Given passage
This implies that there is no impact in cases where an NJ DEP regulation incorporates or cross references a federal regulation and EPA eliminates or rolls back that regulation.
I wish that this were the case, but my understanding (and I am not a lawyer, but do have lots of regulatory experience) is that when the federal regulation is rolled back, then so is the state regulation. And this is true for far more than specific regulations, but includes data, technical methods, standards, and review processes.
This is why I’ve been urging DEP Commissioner LaTourette and Senate Environment Committee Chair Bob Smith to develop a coordinated legislative and regulatory strategy to defend NJ’s environmental regulations and programs from federal rollbacks.
Those appeals have been ignored.
NJ has many State environmental laws and regulations that are broader in scope and/or more technically stringent than the minimum federal laws and programs. But these broader and/or more stringent NJ State program requirements build on and incorporate to various degree the base federal programs. And some major NJ DEP programs are federally delegated and or funded by EPA. We’ve already seen how Trump uses federal funding as leverage to force policy changes.

Activity
Write out the passage on federal rollbacks verbatim, between "This is why" and "force policy changes.", inclusive. The entries that come next have no connection to the passage on federal rollbacks.

Dataset extract
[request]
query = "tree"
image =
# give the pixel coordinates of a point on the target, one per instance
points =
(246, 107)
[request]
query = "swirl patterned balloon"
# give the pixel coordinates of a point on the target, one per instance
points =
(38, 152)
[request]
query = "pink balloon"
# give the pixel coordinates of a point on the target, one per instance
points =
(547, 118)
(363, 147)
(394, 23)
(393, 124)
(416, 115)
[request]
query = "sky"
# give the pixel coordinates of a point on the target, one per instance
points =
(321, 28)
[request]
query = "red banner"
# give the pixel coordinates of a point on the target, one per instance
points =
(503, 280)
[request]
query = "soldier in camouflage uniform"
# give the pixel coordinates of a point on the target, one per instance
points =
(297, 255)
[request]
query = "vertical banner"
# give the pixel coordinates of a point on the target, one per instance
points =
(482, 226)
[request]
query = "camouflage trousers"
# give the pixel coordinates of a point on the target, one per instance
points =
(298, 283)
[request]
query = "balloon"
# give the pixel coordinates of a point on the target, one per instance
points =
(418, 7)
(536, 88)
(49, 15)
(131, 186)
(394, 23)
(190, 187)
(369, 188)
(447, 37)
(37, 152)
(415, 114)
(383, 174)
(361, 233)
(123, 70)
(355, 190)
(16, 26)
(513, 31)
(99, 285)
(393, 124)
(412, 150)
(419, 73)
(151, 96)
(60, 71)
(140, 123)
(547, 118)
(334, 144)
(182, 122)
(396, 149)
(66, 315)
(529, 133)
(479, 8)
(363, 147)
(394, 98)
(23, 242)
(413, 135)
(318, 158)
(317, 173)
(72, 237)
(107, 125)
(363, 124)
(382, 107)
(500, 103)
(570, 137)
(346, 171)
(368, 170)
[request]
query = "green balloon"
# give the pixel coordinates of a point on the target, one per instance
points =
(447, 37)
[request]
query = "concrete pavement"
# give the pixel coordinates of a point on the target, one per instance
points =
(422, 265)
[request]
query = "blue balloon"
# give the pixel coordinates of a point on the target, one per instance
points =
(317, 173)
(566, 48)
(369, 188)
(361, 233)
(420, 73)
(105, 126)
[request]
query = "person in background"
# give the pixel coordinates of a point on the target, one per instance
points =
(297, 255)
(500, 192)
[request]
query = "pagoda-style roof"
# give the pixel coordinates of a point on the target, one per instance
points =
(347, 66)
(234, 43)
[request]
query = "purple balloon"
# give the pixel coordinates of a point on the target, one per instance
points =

Answer to this exercise
This is why I’ve been urging DEP Commissioner LaTourette and Senate Environment Committee Chair Bob Smith to develop a coordinated legislative and regulatory strategy to defend NJ’s environmental regulations and programs from federal rollbacks.
Those appeals have been ignored.
NJ has many State environmental laws and regulations that are broader in scope and/or more technically stringent than the minimum federal laws and programs. But these broader and/or more stringent NJ State program requirements build on and incorporate to various degree the base federal programs. And some major NJ DEP programs are federally delegated and or funded by EPA. We’ve already seen how Trump uses federal funding as leverage to force policy changes.